Instructions for the task.
Output every entry exactly as written, skipping any pictures.

(Records from a data source)

=======

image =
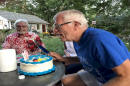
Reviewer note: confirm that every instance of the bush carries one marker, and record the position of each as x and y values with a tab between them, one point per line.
54	44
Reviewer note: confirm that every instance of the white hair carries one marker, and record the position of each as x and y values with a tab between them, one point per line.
20	20
73	15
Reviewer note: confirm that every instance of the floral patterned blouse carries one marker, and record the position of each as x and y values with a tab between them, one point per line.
14	41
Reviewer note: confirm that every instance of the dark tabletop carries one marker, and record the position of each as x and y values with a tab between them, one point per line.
11	78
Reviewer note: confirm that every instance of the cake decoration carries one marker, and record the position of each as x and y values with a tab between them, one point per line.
36	65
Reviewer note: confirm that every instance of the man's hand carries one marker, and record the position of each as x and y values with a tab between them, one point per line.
123	75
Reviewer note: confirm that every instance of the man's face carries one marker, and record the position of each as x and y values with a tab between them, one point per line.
64	29
22	27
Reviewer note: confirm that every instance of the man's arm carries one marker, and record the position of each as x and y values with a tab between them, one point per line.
66	60
123	75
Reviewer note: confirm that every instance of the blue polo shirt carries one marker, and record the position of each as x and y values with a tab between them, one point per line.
99	51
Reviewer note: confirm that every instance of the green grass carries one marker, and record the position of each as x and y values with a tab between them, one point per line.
53	44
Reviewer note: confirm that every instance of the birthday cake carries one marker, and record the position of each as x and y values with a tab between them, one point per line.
36	65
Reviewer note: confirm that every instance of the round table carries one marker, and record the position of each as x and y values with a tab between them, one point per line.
11	78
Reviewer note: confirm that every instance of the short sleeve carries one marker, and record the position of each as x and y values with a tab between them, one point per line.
6	43
110	51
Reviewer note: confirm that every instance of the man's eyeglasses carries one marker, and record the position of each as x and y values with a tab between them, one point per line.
58	26
21	26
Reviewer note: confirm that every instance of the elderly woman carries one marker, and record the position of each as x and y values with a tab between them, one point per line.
22	40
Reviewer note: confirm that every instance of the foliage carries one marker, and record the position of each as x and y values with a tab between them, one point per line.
111	15
54	44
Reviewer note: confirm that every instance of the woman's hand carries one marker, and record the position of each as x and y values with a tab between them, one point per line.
56	56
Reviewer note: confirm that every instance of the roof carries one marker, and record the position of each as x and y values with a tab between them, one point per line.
12	16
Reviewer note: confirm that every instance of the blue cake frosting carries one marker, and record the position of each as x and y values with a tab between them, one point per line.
44	59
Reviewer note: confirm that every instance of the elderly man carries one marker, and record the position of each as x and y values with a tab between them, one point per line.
103	55
22	40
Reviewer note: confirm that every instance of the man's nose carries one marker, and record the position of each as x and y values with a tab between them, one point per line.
55	31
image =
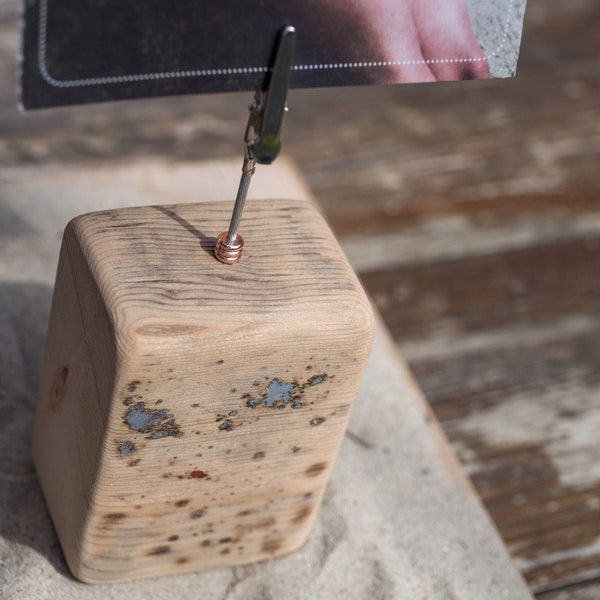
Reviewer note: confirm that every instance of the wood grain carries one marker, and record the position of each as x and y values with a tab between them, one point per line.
494	180
190	412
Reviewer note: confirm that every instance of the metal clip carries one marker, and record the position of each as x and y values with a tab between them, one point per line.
262	141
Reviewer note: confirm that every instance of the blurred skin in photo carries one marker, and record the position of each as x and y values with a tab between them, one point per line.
428	40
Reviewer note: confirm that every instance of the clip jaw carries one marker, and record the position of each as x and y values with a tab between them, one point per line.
262	139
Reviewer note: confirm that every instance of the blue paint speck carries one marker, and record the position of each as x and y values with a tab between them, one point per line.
278	391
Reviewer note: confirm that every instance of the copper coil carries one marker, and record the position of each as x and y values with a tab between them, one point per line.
228	253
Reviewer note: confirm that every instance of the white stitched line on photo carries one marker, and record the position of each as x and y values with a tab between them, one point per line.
71	83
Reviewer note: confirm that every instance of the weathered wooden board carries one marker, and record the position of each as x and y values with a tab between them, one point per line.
398	520
452	174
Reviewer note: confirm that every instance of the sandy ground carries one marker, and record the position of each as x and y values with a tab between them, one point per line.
399	520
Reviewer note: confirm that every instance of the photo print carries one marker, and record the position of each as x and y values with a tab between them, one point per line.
79	51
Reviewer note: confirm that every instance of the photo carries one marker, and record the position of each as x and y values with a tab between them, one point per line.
78	51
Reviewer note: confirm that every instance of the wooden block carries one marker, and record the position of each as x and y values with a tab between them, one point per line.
190	412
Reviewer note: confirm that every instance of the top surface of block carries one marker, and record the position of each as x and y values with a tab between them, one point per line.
156	270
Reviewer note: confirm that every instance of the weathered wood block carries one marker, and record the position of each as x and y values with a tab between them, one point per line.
190	412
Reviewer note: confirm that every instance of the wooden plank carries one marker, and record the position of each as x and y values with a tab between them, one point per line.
583	591
449	172
399	519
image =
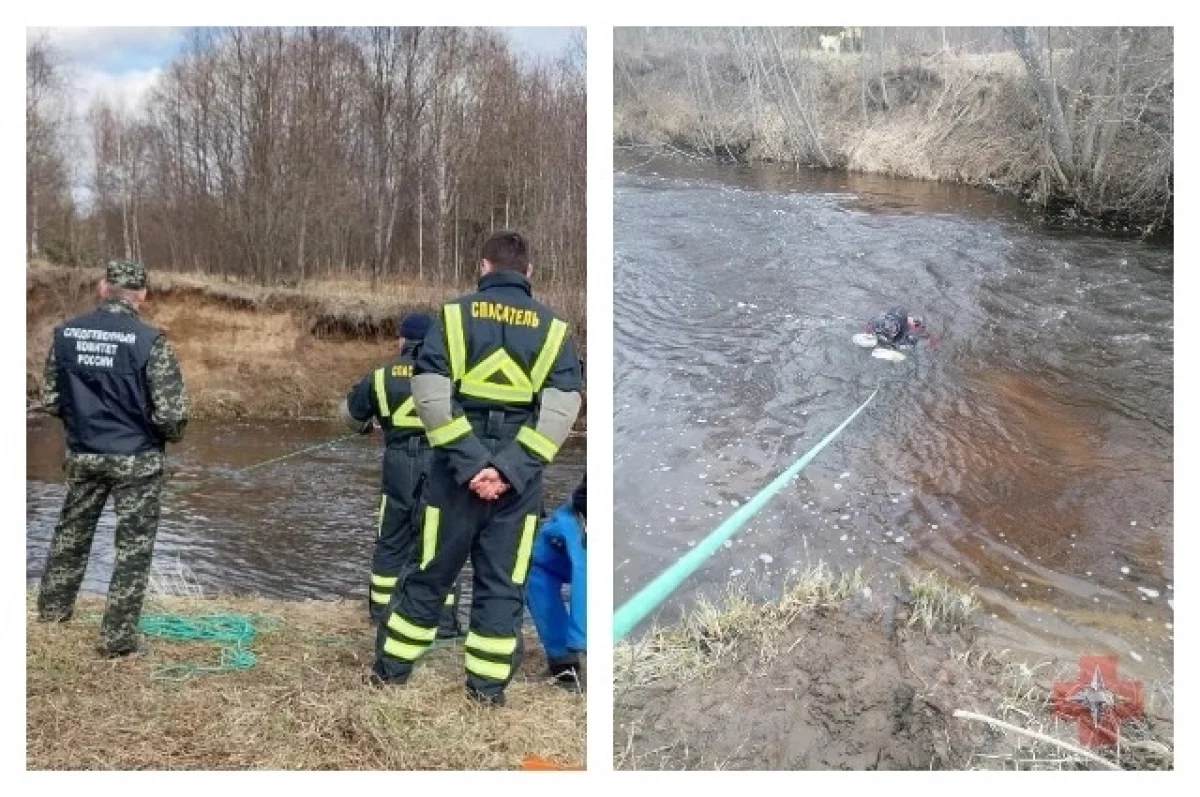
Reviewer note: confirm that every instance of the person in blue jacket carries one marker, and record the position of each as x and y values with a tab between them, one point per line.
559	557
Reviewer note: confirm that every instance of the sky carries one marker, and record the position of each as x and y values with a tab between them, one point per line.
124	63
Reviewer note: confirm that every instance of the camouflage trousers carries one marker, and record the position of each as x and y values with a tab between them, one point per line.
136	484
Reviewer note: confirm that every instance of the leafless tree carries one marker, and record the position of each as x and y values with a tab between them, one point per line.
277	154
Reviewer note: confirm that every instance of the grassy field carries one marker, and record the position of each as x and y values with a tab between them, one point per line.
304	706
253	352
834	676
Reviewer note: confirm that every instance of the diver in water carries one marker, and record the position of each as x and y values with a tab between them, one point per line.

=======

Answer.
image =
Reviewer note: confirm that every instance of the bush carries one marker, and record the position of each as x and y values with a tab between them, one point per line.
54	44
Reviewer note: confirm that every instance of the white hair carries one marker, and record the position of each as x and y values with a tab between them, one point per line.
20	20
73	15
Reviewer note: confirm that every instance of the floral patterned blouse carries one marker, and record the position of each as x and y values with a tab between them, one point per line.
14	41
Reviewer note: confirm that every instance of the dark tabletop carries one marker, and record the position of each as x and y values with a tab between them, one point per line.
11	78
Reviewer note: confirm that every instance of the cake decoration carries one marker, and record the position of each as x and y values with a tab between them, one point per line.
36	65
Reviewer note: confirm that every instance of the man's hand carries one marker, and record the position of each as x and y values with a tab between them, one point per line.
123	75
Reviewer note: confirm that every instance of the man's face carries one marker, and record the position of each as x and y values with a tab between them, one point per line.
64	29
22	27
Reviewer note: confirm that every instance of the man's arm carries one marker, and record the position of each as x and y values with a tab between them, one point per line.
66	60
123	75
Reviewer note: confirm that every instance of the blue polo shirt carries one marker, and record the position of each as x and y values with a tab between them, one point per line.
99	51
Reviewer note: confirm that every instance of the green grass carries one marker, and record the position of each as x and y values with a tab between them, one point per line.
53	44
Reviewer note: confirm that every instance of the birthday cake carries one marker, and record the position of each as x and y values with a tab between them, one point per line.
36	65
Reviewer note: confirm that every instance of the round table carries one marker, and record the position of each as x and y values with a tab between them, one point per line.
11	78
Reviewer note: confirm that every instance of the short sleeve carries one marker, and record the position of each as x and y values with a tab between them, one point per line.
6	43
110	51
Reviewer note: confirm that every instance of the man's eyeglasses carries one marker, and record the position of each as x and y values with a tab between them, one point per line.
58	26
21	26
Reviewer note: confirm that every instance of the elderly woman carries one marker, and record the position of each as x and y values with a tab between them, one point per line.
22	40
Reviewer note: confirm that every instance of the foliage carries one marker, and record the position of each as x and y values with a tab between them, one point per line.
111	15
54	44
Reviewer note: confirm that every instance of the woman's hand carries one marker, and record the position of each as x and y values with a tab between them, one point per line.
56	56
Reviewer note: confirm that every instance of the roof carries one marker, and record the position of each as x and y values with a tab between them, one point per line.
12	16
Reviewer note: confirm that every instance of the blue cake frosting carries one marker, and record the position of each as x and y values with a tab between them, one point per line.
44	59
Reviewer note: confirm that every instance of the elderly man carries one marker, and record the position of each as x and y values with a tab between them, one point per line.
103	55
22	40
Reviewer note: confirm that every instance of the man's nose carries one marker, and record the position of each as x and y values with a tab between them, one point per line.
55	31
image =
Reviewer note: confirm that every instance of the wood grain carries one marker, and record the position of each as x and y values with a tab between them, one point per line.
494	180
190	412
Reviewer note: confirm that every instance of the metal clip carries one marker, and record the position of each as x and y values with a tab between them, one point per line.
262	141
Reviewer note: confirm that every instance of the blurred skin in photo carries one marker, and record the position of each as x and y values with a tab between them, one point per line.
428	40
Reviewer note: confirm that every instance of the clip jaw carries one marker, and record the position of each as x and y values with a tab between them, one point per line.
262	139
Reviewer note: confirm that every instance of the blue paint speck carries one marker, and record the position of each as x and y values with a tab between them, one point per line.
278	391
Reviewer note: confirm that every instance of the copper coil carries one marker, and record the position of each as x and y values with a tab between them, one point per line.
228	253
Reviewer note: confirm that every instance of the white stitched line on photo carries one marker, and record the position of each as x and y values with a tab between them, one point per line.
71	83
Reviewer note: confirm that every instance of the weathered wooden board carries one marker, and record the position of each as x and y values with a tab between them, one point per line.
398	520
452	174
Reviewer note: confirm that every instance of the sandy ground carries one marker, and record the position of each as x and y values with a tab between them, one point per line.
399	520
Reviewer note: confirm that every instance of the photo print carries one marker, and record the position of each as x and y values with a tab between them, one point per line.
79	51
Reviewer note: confirm that every instance of the photo carries one marker, and record the position of each as x and y values with a tab between them, one point per line.
78	51
Reviewer note: confirm that every instance of the wooden block carries one marker, and record the position of each as x and y values with a tab between them, one point per line.
190	412
Reviewer note: confirm that every instance of the top surface of block carries one marker, and record the position of each as x and y values with a tab between them, one point per line.
156	270
Reviewer note: confirm that every instance of the weathered wood block carries one marker, and record the position of each as x and y values with a tab between them, one point per line.
190	412
Reviewer note: confirm that every instance of the wooden plank carries one marker, and record the position of each as x and y values with a tab between them, one point per line.
583	591
449	172
399	519
image =
Reviewer note: confirm that every instance of the person in blue jacket carries one marker, and record the position of each as x and y values with a tab between them, one point per line.
559	557
Reviewer note: confirm that every instance of the sky carries one marker, and record the position of each as x and y values with a tab between them, one point per line.
124	63
Reviewer note: confirm that every instance of the camouflage trousers carries one marker, and record the position of each as x and y values with a tab between them, one point per line.
136	484
Reviewer note: confirm that every instance of the leafless tree carries one marker, and record the position of each as x and y values with a tab between them, one point per line.
277	154
Reviewer note: confirm that every instance of the grassy field carries one marker, and record the position of each as x and y values with a tab between them, one point per line.
304	706
253	352
834	676
Reviewer note: confirm that every instance of the diver in water carries one marker, and record the position of each as x and y values with a tab between them, one point per line.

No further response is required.